* TASK STATEMENT:
Images are to be left out; everything else in the records gets copied exactly.

* DATA SHOWN:
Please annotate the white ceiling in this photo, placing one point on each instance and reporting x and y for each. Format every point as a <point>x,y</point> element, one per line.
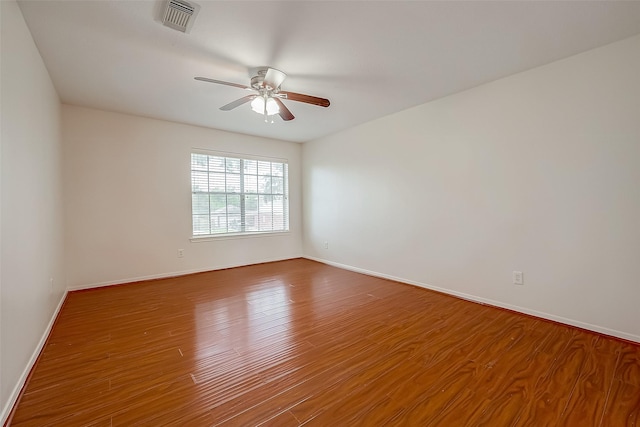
<point>370,58</point>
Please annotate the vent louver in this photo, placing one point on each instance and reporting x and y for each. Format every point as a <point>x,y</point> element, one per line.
<point>180,15</point>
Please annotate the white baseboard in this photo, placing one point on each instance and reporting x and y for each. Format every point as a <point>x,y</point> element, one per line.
<point>15,393</point>
<point>474,298</point>
<point>171,274</point>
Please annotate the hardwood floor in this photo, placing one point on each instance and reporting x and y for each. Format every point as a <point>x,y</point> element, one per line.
<point>298,342</point>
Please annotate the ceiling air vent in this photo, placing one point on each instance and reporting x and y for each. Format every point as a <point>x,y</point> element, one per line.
<point>180,15</point>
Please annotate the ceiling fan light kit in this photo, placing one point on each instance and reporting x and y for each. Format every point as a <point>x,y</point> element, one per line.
<point>268,97</point>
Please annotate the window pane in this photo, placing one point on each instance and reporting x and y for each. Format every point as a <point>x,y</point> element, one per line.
<point>264,168</point>
<point>218,204</point>
<point>233,203</point>
<point>200,203</point>
<point>251,167</point>
<point>216,182</point>
<point>277,185</point>
<point>234,225</point>
<point>233,165</point>
<point>252,220</point>
<point>250,184</point>
<point>264,208</point>
<point>200,225</point>
<point>218,224</point>
<point>231,195</point>
<point>264,184</point>
<point>233,183</point>
<point>216,164</point>
<point>199,181</point>
<point>278,213</point>
<point>199,162</point>
<point>277,169</point>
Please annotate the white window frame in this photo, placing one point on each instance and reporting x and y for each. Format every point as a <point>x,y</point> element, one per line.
<point>246,222</point>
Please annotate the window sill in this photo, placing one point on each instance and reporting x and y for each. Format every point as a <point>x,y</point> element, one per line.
<point>196,239</point>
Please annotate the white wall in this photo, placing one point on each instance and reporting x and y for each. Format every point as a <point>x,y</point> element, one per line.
<point>128,198</point>
<point>537,172</point>
<point>31,204</point>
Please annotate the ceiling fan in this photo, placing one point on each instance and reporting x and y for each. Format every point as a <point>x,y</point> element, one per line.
<point>268,97</point>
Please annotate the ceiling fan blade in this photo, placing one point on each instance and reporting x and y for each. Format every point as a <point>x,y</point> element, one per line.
<point>284,111</point>
<point>274,78</point>
<point>321,102</point>
<point>237,102</point>
<point>220,82</point>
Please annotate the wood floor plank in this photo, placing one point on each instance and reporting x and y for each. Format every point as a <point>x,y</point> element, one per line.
<point>301,343</point>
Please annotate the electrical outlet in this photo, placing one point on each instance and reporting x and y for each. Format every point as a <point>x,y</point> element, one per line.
<point>518,278</point>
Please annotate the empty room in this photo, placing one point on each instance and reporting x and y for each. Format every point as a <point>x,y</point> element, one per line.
<point>354,213</point>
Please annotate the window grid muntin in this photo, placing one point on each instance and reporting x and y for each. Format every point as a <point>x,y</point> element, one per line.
<point>246,221</point>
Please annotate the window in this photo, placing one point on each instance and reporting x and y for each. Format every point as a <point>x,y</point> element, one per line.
<point>232,195</point>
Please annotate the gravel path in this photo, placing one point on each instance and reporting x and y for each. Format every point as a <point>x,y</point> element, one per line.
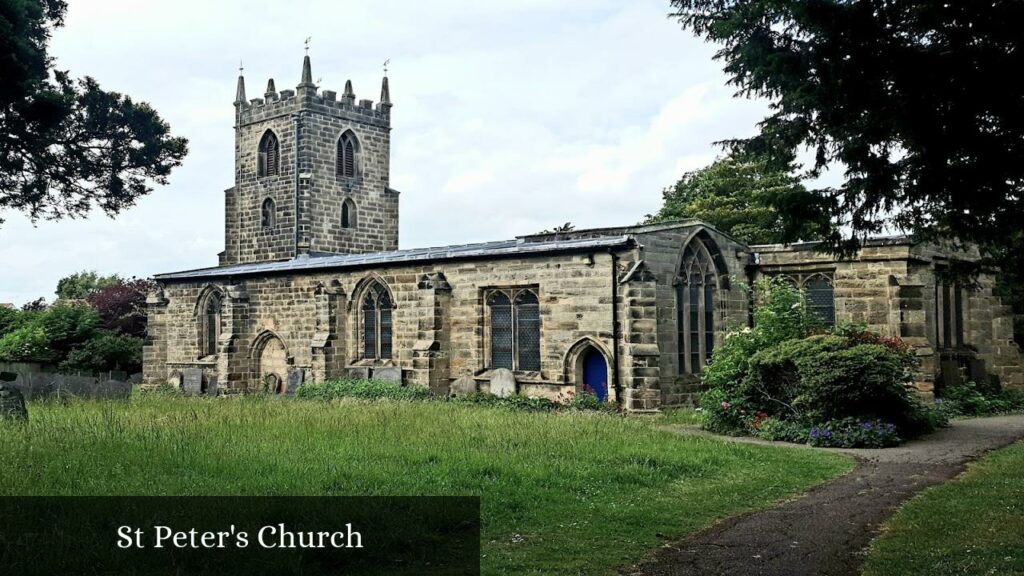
<point>825,531</point>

* SOLUTION FOR THIS EXERCISE:
Please annotate the white ceiling in this photo, placing one point on each instance and reporting x and y for each. Format every point as a <point>x,y</point> element, one per line.
<point>370,58</point>
Please annotate the vent louver in this photo, placing one point on each instance and reporting x and y for each. Format every point as a <point>x,y</point> element, one per line.
<point>180,15</point>
Please annotate the white baseboard in this photo, placing one point on each instance and reporting x and y for each. Format every point as a <point>x,y</point> element, one per line.
<point>15,393</point>
<point>474,298</point>
<point>171,274</point>
Please annotate the hardwood floor in this photo, placing one point on each instance and reporting x and y for each. Format every point as a <point>x,y</point> element, one per line.
<point>298,342</point>
Please annotate the ceiling air vent in this photo, placing one point on each instance and reporting x and y for each. Format every point as a <point>x,y</point> element, one per line.
<point>180,15</point>
Please annotate the ceiling fan light kit in this photo, placing one point on each instance and reporting x and y for each. Format every point as a <point>x,y</point> element, one per line.
<point>268,97</point>
Please annotate the window pane in this photo, placing one point on each instance and reporting x and y for each. Format every point as a <point>x,y</point> element, one per line.
<point>264,168</point>
<point>218,204</point>
<point>233,203</point>
<point>200,203</point>
<point>251,167</point>
<point>216,182</point>
<point>277,185</point>
<point>234,225</point>
<point>233,165</point>
<point>252,220</point>
<point>250,184</point>
<point>264,208</point>
<point>200,225</point>
<point>218,224</point>
<point>231,195</point>
<point>264,184</point>
<point>233,183</point>
<point>216,164</point>
<point>199,181</point>
<point>278,213</point>
<point>199,162</point>
<point>277,169</point>
Please annotate the white window frame in this photo, placing one point on each instance and reporting x and y for each. Format every point as a <point>x,y</point> element, one per line.
<point>246,222</point>
Please annotate the window sill in this photo, placing one point on each instance and reporting x and y for each. Format every point as a <point>x,y</point> element, one per line.
<point>196,239</point>
Please annotate the white wall in this photo, placing one point on each instance and reporting x and y for each. Format every point as a <point>x,y</point> element, one per line.
<point>128,198</point>
<point>537,172</point>
<point>31,204</point>
Please annotate the ceiling fan in this photo, placing one point on each instance and reporting x and y for each. Format every point as a <point>x,y</point> element, one per line.
<point>268,97</point>
Please annotate the ceiling fan blade in this photo, placing one point on each instance and reporting x and y for each. Format every point as a <point>x,y</point> element, one per line.
<point>284,111</point>
<point>274,78</point>
<point>321,102</point>
<point>237,102</point>
<point>220,82</point>
Please annotate the wood floor plank in this photo, placing one point on each instance and reporting x and y for each. Format every point as a <point>x,y</point> element, one per line.
<point>301,343</point>
Please annotate the electrical outlet in this photo, placing one point on each instance and reporting x and y for each. Format every point as a <point>x,y</point> element, one per line.
<point>518,278</point>
Please annotate the empty room in this photo, placing one point on each instance and reporting x and y for each. Format every point as a <point>x,y</point> element, one per line.
<point>354,213</point>
Please annotate the window grid muntin in this photo, placing one point on each instance and reporting x and y for each. Format every point as a <point>x,y</point> element, one per line.
<point>246,221</point>
Please annotate the window in this photo, placing one point on each instance and reporting x and y for each. Format every point as a <point>x,y</point> element, one per line.
<point>232,195</point>
Please annotate the gravel path in this photo, placing one point on each instance and reporting x and y for each. Format every point as a <point>x,y</point> element, one per line.
<point>825,531</point>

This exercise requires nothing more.